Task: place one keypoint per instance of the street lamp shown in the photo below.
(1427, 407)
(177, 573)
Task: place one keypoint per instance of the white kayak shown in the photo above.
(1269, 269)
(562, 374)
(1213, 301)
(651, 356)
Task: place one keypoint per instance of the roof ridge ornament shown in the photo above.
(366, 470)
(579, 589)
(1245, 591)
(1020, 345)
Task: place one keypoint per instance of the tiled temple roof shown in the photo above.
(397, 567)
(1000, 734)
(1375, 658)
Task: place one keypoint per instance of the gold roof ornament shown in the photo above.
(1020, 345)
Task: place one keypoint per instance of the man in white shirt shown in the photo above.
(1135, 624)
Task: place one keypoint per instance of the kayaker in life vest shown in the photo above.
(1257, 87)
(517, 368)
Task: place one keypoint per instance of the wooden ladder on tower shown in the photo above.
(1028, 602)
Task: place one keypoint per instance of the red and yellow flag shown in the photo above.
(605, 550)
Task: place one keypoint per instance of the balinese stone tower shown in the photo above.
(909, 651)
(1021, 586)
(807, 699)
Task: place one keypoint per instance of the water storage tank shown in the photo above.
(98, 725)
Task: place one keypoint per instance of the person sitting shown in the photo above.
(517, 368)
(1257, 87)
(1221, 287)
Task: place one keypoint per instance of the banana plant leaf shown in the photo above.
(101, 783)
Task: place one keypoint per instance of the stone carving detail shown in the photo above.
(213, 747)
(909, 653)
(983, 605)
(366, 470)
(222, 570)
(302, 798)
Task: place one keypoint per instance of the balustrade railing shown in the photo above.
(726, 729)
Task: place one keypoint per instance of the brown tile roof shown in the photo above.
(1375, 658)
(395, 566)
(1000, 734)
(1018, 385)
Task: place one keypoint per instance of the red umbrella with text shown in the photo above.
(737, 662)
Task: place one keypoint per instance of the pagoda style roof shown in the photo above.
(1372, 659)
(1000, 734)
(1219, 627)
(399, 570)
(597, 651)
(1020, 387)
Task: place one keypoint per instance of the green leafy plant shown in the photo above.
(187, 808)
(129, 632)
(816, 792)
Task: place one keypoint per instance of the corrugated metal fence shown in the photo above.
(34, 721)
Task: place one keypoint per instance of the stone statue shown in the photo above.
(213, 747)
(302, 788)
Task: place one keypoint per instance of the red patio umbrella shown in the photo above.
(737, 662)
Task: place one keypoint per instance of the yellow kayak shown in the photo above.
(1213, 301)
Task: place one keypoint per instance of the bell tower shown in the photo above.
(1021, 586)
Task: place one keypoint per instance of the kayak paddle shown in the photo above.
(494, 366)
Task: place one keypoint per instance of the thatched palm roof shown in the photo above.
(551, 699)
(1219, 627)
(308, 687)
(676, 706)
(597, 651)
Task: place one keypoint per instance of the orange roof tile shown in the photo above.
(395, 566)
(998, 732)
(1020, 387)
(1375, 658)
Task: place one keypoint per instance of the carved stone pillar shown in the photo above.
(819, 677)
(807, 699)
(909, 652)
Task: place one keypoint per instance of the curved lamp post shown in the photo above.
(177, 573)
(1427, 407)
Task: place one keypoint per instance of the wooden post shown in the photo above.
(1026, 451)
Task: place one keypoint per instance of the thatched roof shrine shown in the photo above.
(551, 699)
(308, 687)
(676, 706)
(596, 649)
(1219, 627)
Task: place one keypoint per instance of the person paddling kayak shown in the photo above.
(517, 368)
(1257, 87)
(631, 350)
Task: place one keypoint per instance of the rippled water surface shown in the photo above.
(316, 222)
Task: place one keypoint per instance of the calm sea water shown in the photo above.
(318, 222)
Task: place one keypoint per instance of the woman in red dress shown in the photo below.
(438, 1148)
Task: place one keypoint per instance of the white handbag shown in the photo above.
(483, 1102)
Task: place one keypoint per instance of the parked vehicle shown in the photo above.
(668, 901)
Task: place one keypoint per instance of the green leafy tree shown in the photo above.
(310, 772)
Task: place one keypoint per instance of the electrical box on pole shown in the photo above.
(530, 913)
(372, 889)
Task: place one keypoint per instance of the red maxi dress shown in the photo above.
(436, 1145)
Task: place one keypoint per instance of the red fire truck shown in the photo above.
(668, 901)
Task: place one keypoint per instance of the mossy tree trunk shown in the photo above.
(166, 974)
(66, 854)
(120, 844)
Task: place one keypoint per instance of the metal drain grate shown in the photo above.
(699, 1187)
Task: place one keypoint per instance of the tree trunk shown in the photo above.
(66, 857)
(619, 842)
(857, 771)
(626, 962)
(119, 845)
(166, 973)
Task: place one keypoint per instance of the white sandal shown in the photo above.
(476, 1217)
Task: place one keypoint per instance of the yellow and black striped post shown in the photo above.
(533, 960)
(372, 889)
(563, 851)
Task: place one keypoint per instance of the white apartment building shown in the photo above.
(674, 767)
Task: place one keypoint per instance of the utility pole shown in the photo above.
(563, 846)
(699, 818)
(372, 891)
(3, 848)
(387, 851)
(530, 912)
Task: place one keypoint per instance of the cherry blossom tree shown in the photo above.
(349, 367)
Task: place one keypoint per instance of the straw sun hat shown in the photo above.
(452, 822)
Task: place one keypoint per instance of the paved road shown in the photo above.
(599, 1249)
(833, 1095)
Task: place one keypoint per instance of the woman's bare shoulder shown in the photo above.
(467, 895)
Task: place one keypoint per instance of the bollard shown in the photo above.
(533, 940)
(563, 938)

EXERCISE GOAL: All of the records above are to be printed again exactly as they appear.

WRITTEN ANSWER:
Task: place one keypoint per instance of the street lamp shown in the photo below.
(1427, 407)
(177, 573)
Task: place one keypoint per instance of the white kayak shown in the photo above.
(1269, 269)
(562, 374)
(1213, 301)
(651, 356)
Task: place one keypoint per instance of the roof ridge ornament shown in the photo above.
(366, 470)
(579, 589)
(1245, 591)
(1020, 345)
Task: place one keypoint per instance of the tiled temple roof shown in the photo above.
(397, 567)
(1000, 734)
(1375, 658)
Task: place one keypoint per instance of the gold roof ornament shown in the photo above.
(1020, 345)
Task: place one keypoint per instance of the man in white shirt shown in the photo above.
(1135, 624)
Task: place one keypoint per instance of the kayaker in life vest shown in the photo above.
(1257, 87)
(517, 368)
Task: place one keypoint per instance of the wooden ladder on tower shown in the photo above.
(1028, 602)
Task: place one keypoint per instance of the red and yellow flag shown in the photo above.
(605, 550)
Task: place one keypoint per instance of the balinese stone tower shown in the photo above.
(909, 651)
(1021, 586)
(807, 699)
Task: place one keypoint per instance of the water storage tank shown in the photo above.
(98, 725)
Task: place one keypoint per instance of the person sitting shown in the photo above.
(517, 368)
(1257, 87)
(1221, 287)
Task: place one keypoint per instance of the banana plant leaf shown in the photo above.
(101, 783)
Task: place one keypoint per instance of the stone carving detail shown in the photo above.
(213, 747)
(909, 653)
(983, 605)
(366, 470)
(222, 570)
(302, 798)
Task: place one keypoint per instance of the balustrade railing shown in the photo above.
(726, 729)
Task: place one keypoint per instance of the brown tile roof shown in the photo above.
(1375, 658)
(395, 566)
(1000, 734)
(1018, 385)
Task: place one keypoint per instance of the red umbrella with text shown in the photo above.
(737, 662)
Task: place one keypoint per instance of the pagoda style roof shown in the photo above.
(1372, 659)
(1000, 734)
(1219, 627)
(399, 570)
(597, 651)
(1020, 387)
Task: place one keypoint per instance of the green leafy plant shown in the photo above.
(187, 808)
(129, 632)
(816, 792)
Task: place one keypoint per instance of the corrugated metal fence shown in the photo above.
(34, 721)
Task: place one keypoint per instance of the stone statue shown in the photo above.
(213, 747)
(302, 788)
Task: place one keypoint per instance of the red patio umbrella shown in the photo above.
(737, 662)
Task: place one keypoint per instance of the yellow kayak shown in the photo above.
(1213, 301)
Task: place one keypoint per instance of the bell tower shown in the photo above.
(1021, 586)
Task: place one keypoint per instance of the kayak paddle shown in the photo above.
(494, 366)
Task: place one keypoint per instance of the thatched palm roof shown in the photo above.
(551, 699)
(1219, 627)
(308, 687)
(676, 706)
(597, 651)
Task: place one keypoint per instance of the orange roof tile shown in the photo above.
(395, 566)
(998, 732)
(1020, 387)
(1375, 658)
Task: place one keypoint per instance of the carved stone pillar shown in the photo above.
(819, 677)
(807, 699)
(909, 652)
Task: place one keypoint per instance of the curved lamp post shown in the photo above.
(177, 573)
(1427, 407)
Task: place one keypoint per instance of the wooden post shown in the photo above.
(1026, 451)
Task: place one keypoint per instance of the thatched roof shrine shown in the photo above.
(551, 699)
(308, 687)
(676, 706)
(596, 649)
(1219, 627)
Task: place one keypoint per instance of the person paddling kayak shown in the photo above.
(517, 368)
(1257, 87)
(631, 350)
Task: place one keypoint per instance of the rippled water surface shown in the photo above.
(316, 222)
Task: place one keypoint per instance of the calm sea water shown in the photo above.
(318, 222)
Task: place one keypoint per instance of the woman in red dress shown in the photo below.
(438, 1148)
Task: place one keypoint per instance of the white handbag shown in the photo above.
(483, 1102)
Task: place one keypoint per instance of the parked vehicle shown in the photo above.
(668, 901)
Task: place one keypoint per instance of the green leafy tree shown in the photo above.
(310, 772)
Task: place one keypoint per instance of the electrical box on pole shown in the photo above.
(530, 913)
(372, 889)
Task: place one keypoint per instance of the red maxi dress shown in the photo above.
(436, 1145)
Task: place one keypoint per instance of the red fire truck shown in the photo above.
(668, 901)
Task: place one keypoint per instance of the mossy tree trunk shown in the photo above.
(166, 974)
(66, 854)
(120, 844)
Task: place one keypoint per instance of the metal drain grate shown in the photo above.
(699, 1187)
Task: place one keypoint per instance of the tree trunk shown in the photo above.
(66, 857)
(619, 842)
(857, 771)
(626, 962)
(119, 845)
(166, 973)
Task: place one keypoint per instance of the white sandal shown in the photo above.
(476, 1217)
Task: place one keypoint per instance of the yellow and black striped post shown in the photo above.
(533, 960)
(372, 889)
(563, 851)
Task: place one keypoint per instance of the white apartment building shown in the photo above.
(674, 767)
Task: place one keypoint per instance of the utility pole shown in the photo above.
(563, 846)
(699, 818)
(372, 891)
(3, 848)
(387, 851)
(530, 912)
Task: place one keypoint per instance of the cherry blossom tree shown in the photo above.
(349, 367)
Task: place one keypoint per instance of the straw sun hat shown in the photo above.
(452, 822)
Task: place one keypoint per instance of the paved road shown in the photo above.
(599, 1249)
(833, 1095)
Task: place one keypoint per instance of the woman's bare shoulder shown in the photo above.
(467, 895)
Task: place one keypoint per instance of the bollard shown in the photo above.
(533, 940)
(563, 938)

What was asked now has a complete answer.